## BEGIN
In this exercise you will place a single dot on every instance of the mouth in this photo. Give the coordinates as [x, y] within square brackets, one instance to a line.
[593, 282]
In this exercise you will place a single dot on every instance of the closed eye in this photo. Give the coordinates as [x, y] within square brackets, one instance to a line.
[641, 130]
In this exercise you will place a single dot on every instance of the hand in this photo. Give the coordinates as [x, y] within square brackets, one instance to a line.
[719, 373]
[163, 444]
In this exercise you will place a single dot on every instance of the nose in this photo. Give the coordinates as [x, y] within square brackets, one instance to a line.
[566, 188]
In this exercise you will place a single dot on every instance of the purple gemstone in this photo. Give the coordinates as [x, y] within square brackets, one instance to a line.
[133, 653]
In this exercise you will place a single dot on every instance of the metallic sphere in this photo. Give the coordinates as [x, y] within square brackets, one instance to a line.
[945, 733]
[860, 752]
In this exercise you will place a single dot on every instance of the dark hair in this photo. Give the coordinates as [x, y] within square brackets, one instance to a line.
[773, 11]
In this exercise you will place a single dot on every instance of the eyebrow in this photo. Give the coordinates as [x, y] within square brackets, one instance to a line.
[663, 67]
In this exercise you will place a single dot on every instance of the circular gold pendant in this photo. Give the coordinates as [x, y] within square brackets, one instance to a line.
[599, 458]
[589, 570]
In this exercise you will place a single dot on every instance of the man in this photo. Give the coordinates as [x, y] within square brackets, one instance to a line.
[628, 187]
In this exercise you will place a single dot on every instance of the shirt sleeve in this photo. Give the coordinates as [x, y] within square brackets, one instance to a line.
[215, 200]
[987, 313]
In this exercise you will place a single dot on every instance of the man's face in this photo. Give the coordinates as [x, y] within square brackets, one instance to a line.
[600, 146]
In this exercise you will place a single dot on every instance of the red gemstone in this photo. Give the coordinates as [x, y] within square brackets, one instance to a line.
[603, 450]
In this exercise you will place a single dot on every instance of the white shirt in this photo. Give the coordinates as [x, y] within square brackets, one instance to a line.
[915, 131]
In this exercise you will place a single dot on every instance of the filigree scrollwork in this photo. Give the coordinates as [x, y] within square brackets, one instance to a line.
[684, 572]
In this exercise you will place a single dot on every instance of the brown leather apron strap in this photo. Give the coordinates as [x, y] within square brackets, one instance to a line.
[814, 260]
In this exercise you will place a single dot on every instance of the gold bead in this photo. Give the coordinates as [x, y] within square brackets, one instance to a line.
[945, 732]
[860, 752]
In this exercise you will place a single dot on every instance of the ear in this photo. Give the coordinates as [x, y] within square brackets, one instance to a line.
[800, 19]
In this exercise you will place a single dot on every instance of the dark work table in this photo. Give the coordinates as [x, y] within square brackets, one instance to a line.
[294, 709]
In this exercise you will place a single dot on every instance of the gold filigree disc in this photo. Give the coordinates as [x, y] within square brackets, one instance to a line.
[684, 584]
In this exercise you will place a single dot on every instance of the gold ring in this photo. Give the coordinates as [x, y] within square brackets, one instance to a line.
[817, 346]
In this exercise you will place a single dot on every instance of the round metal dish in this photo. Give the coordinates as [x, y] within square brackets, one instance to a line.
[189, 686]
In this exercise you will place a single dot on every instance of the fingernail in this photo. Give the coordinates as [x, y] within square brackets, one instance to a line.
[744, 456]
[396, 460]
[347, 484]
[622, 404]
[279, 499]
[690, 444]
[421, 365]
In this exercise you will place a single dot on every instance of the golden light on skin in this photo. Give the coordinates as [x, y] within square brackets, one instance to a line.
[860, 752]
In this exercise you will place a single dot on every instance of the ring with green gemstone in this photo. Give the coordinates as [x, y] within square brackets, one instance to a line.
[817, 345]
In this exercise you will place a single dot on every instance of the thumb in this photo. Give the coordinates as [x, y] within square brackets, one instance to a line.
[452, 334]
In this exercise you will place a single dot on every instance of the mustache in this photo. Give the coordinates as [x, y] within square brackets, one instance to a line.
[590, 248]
## END
SHORT TASK —
Repeat, exactly and only, the lines above from the one containing "of the brown" through the end of the material.

TASK ANSWER —
In this exercise you will place a single dot on every instance of the brown leather apron strap in this photo. Give the coordinates as [x, y] within square brackets, one instance to a line.
[814, 260]
In this exercise you will place a single dot on every instance of the gold bead in this photo. Give the coordinates as [x, y] within square brackets, one instance to a line.
[945, 732]
[860, 752]
In this exercise you will place a single dot on every instance of the ear in this photo. Give the coordinates as [x, y] within square brackets, one instance to a line.
[800, 19]
In this exercise you will place a single dot on every instance of the dark work table in this photo. Give the coordinates as [x, y] within square brackets, one instance to a line.
[294, 709]
In this exercise you will place a single dot on every instance of the gold filigree disc in this photo. Give the coordinates as [x, y] within square brackets, one instance to a line.
[684, 584]
In this exercise you will place a single dot on every instance of the gold ring in this photo. Give the coordinates as [x, y] within square brackets, one instance to a line.
[817, 346]
In this exercise you will place a single dot on every instance of the round metal dish in this photo. Give the coordinates as [x, y] within square brackets, one instance to a line.
[189, 686]
In this exercise you will place a single dot on every instance of the fingernail in this photo. Give the coordinates as [x, y] within square brackets, one instance to a line.
[744, 456]
[396, 460]
[347, 484]
[622, 404]
[279, 499]
[690, 444]
[421, 365]
In this exercise you will place a single dot on every instance of the golden light on skin in this photo. Give the coordinates as [x, y] within square brackets, one instance to a line.
[860, 752]
In this exercise you will place a single dot on every instance of the ring with green gemstone in this photo. Give the coordinates as [x, y] within square brackets, one instance to a line.
[817, 345]
In this exercise you will place a single dot on every instance of the thumb in this photo. Give the coordinates as [x, y] within square brackets, one instance to a line.
[452, 334]
In this exercise you will place a single dot on every instance of the mustache in this photo. Give the coordinates as [x, y] within square brackets, one instance to a line.
[590, 248]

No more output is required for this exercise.